Take the line that contains "Would you be able to indicate the cream" as the first and the last line of the material as the final one; set down exactly the lines in that span.

** Start of SUPPLIED MATERIAL **

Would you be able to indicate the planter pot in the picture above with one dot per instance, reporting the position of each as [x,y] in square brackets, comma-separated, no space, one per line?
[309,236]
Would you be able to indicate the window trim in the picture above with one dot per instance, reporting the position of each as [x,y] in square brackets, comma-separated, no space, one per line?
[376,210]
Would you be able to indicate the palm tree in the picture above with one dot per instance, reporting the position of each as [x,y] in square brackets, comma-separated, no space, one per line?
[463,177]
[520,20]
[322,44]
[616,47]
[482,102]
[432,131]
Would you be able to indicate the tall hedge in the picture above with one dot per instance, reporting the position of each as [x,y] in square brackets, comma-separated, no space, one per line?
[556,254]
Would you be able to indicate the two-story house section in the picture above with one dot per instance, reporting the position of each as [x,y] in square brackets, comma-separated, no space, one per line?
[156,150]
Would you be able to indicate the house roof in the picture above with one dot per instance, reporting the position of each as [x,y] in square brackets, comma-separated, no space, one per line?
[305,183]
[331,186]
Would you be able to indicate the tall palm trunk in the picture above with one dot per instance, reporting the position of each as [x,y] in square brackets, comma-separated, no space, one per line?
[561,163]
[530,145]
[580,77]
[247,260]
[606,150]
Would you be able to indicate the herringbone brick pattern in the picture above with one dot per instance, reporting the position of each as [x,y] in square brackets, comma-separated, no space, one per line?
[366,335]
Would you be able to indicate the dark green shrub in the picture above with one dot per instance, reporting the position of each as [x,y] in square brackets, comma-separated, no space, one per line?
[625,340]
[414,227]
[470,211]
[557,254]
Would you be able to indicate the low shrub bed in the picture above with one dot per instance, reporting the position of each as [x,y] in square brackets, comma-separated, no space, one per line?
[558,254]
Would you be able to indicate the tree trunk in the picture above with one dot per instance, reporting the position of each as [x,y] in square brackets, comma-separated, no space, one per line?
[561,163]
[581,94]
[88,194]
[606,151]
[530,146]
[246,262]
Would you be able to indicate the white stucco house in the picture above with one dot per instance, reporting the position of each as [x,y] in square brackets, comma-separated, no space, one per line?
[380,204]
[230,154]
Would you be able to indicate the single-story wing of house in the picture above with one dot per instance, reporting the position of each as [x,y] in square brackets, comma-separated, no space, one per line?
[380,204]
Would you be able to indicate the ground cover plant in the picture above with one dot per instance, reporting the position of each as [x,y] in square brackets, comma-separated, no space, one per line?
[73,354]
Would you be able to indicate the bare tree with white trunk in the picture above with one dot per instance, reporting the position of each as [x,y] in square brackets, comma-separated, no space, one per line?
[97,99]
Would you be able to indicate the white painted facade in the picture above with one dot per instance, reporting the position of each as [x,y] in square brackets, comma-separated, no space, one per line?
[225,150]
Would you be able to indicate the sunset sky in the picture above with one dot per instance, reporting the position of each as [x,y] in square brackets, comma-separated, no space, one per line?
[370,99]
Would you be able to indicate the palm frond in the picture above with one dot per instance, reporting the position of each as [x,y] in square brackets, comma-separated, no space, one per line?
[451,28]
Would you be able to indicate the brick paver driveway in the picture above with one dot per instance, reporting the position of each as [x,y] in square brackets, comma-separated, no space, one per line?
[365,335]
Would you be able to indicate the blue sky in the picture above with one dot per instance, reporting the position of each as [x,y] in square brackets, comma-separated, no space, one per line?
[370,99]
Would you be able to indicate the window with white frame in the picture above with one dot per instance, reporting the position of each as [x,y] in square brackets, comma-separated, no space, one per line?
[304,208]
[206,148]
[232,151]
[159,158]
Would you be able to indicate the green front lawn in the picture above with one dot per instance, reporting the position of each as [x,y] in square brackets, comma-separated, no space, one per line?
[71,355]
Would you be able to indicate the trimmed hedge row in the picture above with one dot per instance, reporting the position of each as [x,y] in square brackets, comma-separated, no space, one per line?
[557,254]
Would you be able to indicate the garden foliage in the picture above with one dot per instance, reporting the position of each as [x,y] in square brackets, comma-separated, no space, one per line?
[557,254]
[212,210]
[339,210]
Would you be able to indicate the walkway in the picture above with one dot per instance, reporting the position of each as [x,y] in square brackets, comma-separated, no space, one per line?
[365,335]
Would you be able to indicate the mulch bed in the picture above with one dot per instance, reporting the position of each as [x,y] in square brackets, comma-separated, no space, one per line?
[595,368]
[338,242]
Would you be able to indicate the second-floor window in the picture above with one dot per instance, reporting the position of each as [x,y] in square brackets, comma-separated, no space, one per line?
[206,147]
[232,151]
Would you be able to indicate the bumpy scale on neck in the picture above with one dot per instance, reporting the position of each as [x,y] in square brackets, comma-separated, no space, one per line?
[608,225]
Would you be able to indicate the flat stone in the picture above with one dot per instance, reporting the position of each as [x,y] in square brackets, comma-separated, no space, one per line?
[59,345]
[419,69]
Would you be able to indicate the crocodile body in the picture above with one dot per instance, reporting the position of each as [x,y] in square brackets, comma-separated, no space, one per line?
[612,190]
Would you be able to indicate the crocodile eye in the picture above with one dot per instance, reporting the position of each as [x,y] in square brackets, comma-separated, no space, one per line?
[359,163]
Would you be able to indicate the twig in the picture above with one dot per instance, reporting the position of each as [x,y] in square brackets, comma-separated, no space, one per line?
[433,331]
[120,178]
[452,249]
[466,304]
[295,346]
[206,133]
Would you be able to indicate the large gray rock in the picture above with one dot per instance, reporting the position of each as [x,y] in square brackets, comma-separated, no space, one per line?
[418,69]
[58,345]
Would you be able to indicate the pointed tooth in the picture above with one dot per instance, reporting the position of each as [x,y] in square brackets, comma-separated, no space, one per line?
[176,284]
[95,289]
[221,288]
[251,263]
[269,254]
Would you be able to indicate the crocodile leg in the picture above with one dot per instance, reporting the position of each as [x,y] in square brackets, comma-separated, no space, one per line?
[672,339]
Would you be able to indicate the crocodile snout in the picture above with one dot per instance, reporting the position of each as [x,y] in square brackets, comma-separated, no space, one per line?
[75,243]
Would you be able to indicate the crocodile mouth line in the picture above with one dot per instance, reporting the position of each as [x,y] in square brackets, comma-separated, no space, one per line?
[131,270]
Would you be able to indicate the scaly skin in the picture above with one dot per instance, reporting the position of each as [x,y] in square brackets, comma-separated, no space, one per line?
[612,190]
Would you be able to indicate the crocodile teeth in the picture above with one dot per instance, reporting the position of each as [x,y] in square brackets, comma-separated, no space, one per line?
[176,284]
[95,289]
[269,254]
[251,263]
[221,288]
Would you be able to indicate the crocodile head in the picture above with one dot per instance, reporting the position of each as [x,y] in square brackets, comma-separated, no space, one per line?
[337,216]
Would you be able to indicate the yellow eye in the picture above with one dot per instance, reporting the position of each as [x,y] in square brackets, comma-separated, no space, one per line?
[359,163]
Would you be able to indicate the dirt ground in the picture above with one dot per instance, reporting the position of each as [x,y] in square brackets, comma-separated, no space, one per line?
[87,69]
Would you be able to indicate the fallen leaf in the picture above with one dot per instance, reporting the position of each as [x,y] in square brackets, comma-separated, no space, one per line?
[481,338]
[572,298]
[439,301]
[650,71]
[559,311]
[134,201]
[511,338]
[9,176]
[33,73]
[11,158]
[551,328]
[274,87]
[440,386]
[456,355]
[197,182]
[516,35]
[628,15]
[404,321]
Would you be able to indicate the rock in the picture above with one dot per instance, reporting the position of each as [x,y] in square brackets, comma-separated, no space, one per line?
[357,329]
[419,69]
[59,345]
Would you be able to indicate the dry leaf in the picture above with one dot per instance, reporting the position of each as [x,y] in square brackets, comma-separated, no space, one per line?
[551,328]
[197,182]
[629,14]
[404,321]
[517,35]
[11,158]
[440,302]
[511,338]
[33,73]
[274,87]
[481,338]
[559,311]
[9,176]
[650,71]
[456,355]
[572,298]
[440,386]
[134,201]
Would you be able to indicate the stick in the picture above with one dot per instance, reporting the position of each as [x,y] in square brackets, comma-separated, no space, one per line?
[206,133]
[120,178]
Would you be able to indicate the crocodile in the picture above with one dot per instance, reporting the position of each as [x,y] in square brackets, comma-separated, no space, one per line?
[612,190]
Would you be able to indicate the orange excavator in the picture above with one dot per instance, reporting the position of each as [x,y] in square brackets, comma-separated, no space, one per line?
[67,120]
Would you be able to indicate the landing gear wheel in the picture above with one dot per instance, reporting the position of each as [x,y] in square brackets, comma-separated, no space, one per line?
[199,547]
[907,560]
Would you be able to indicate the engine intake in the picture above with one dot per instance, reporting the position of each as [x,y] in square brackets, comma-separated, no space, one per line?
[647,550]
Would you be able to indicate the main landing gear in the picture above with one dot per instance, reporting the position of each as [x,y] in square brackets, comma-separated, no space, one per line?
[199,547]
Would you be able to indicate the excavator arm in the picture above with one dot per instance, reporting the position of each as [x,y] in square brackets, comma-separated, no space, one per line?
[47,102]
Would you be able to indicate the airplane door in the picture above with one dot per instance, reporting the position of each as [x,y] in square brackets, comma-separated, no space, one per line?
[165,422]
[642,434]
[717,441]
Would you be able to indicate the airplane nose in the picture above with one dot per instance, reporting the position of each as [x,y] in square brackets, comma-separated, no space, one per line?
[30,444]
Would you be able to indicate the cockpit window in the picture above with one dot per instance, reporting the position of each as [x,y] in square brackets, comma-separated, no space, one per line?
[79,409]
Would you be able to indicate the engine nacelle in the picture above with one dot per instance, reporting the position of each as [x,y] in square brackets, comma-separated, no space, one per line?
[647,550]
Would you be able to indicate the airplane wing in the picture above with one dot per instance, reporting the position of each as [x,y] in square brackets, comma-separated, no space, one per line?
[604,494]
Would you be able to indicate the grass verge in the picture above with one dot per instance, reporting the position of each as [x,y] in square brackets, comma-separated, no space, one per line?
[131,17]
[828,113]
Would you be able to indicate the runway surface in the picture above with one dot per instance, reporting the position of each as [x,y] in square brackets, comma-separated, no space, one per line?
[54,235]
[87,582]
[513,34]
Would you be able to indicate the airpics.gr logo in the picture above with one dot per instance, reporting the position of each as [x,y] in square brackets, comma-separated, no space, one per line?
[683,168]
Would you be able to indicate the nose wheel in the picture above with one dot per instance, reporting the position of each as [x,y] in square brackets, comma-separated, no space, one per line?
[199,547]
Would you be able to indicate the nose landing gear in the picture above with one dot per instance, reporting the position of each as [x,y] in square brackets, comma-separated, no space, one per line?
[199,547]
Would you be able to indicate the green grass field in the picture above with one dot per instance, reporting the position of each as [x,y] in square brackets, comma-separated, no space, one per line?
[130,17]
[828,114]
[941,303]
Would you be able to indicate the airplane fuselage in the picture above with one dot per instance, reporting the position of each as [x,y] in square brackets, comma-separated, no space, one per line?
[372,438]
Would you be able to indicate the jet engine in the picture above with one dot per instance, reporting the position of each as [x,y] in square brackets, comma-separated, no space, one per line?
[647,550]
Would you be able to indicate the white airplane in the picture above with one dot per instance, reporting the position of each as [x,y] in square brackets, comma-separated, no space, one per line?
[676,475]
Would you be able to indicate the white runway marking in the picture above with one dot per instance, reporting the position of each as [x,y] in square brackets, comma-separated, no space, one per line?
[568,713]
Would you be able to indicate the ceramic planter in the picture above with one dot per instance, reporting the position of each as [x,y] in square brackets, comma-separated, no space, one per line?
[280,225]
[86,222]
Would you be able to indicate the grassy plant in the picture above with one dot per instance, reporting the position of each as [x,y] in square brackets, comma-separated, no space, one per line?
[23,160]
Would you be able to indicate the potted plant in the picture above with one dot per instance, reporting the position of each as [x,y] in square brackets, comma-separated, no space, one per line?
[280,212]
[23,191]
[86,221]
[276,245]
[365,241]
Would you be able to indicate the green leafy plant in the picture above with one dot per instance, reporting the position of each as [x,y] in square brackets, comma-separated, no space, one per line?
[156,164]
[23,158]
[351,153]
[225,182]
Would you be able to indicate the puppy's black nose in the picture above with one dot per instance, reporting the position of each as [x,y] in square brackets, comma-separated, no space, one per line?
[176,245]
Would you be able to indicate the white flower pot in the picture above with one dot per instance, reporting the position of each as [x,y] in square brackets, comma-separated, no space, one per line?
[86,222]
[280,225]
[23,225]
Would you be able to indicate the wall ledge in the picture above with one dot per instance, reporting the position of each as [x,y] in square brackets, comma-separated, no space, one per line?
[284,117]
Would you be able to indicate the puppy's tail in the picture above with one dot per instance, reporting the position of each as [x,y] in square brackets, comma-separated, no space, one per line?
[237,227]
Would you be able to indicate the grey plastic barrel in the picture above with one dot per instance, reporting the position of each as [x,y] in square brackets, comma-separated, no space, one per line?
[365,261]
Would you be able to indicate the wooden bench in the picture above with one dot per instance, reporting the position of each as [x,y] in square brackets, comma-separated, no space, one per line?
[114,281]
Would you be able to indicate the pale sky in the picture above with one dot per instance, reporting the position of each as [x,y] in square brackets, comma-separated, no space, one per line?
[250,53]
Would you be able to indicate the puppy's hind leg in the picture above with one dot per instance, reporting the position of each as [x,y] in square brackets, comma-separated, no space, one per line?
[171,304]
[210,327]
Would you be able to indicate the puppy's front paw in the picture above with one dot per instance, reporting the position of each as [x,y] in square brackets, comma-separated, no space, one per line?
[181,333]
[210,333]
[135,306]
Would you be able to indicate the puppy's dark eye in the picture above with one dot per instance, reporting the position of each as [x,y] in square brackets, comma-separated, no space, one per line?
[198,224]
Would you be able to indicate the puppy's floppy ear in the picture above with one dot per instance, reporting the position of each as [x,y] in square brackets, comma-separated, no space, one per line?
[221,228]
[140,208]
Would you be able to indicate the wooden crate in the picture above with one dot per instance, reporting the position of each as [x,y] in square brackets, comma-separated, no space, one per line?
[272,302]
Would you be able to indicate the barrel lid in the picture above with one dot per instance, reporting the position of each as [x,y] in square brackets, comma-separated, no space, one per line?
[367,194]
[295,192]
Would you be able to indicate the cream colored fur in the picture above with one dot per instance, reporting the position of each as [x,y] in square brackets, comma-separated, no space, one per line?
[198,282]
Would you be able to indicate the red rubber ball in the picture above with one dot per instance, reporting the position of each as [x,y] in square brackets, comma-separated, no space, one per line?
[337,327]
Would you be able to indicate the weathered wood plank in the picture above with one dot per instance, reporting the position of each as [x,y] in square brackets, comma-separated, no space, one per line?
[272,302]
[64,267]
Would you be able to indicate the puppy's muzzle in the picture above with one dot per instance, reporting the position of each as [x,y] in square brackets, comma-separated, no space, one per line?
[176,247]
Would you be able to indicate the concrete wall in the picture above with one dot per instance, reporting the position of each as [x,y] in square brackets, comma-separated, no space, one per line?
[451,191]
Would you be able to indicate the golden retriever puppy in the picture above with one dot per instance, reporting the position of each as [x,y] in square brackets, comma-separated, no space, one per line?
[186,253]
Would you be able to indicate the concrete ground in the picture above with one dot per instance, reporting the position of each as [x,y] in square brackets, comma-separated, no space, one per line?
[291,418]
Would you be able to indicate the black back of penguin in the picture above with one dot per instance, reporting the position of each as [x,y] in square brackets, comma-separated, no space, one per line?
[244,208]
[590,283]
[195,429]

** End of SUPPLIED MATERIAL **

ANSWER TO THE EXERCISE -
Would you be able to indicate the cream colored fur in the picture above with one dot per instance, reporting the position of each as [x,y] in square brackets, comma-separated, no space, one per line?
[198,282]
Would you be able to indicate the red rubber ball in the picture above with one dot per instance, reporting the position of each as [x,y] in square brackets, comma-separated, no space, one per line?
[337,327]
Would you be able to indicate the weathered wood plank in the picture above with one dot per instance, reporting the position of each as [x,y] in square brackets, comma-separated, no space, one per line?
[272,302]
[64,267]
Would you be able to indicate the puppy's muzzle in the picture above with one dot per instance, reporting the position of each as [x,y] in square brackets, comma-separated, no space, one per line?
[176,247]
Would you be able to indicate the concrete wall in the picture above with one dot per instance, reporting the position of each as [x,y] in square brackets, comma-separated, no space, one per line?
[451,191]
Would you be able to indicate the golden retriever puppy in the picture above with one dot per instance, reporting the position of each as [x,y] in square brackets, comma-separated, no space, one per line?
[186,253]
Would you be able to indicate the concrete ground in the picture above with one dot per instance, reporting the position of each as [x,y] in square brackets, comma-separated, no space, one per line?
[291,418]
Would you be able to indicate the black back of penguin in the picture above with one dot per instance, reporting the position of each as [x,y] in square brackets, comma-separated, no space, one per line?
[244,208]
[590,283]
[195,429]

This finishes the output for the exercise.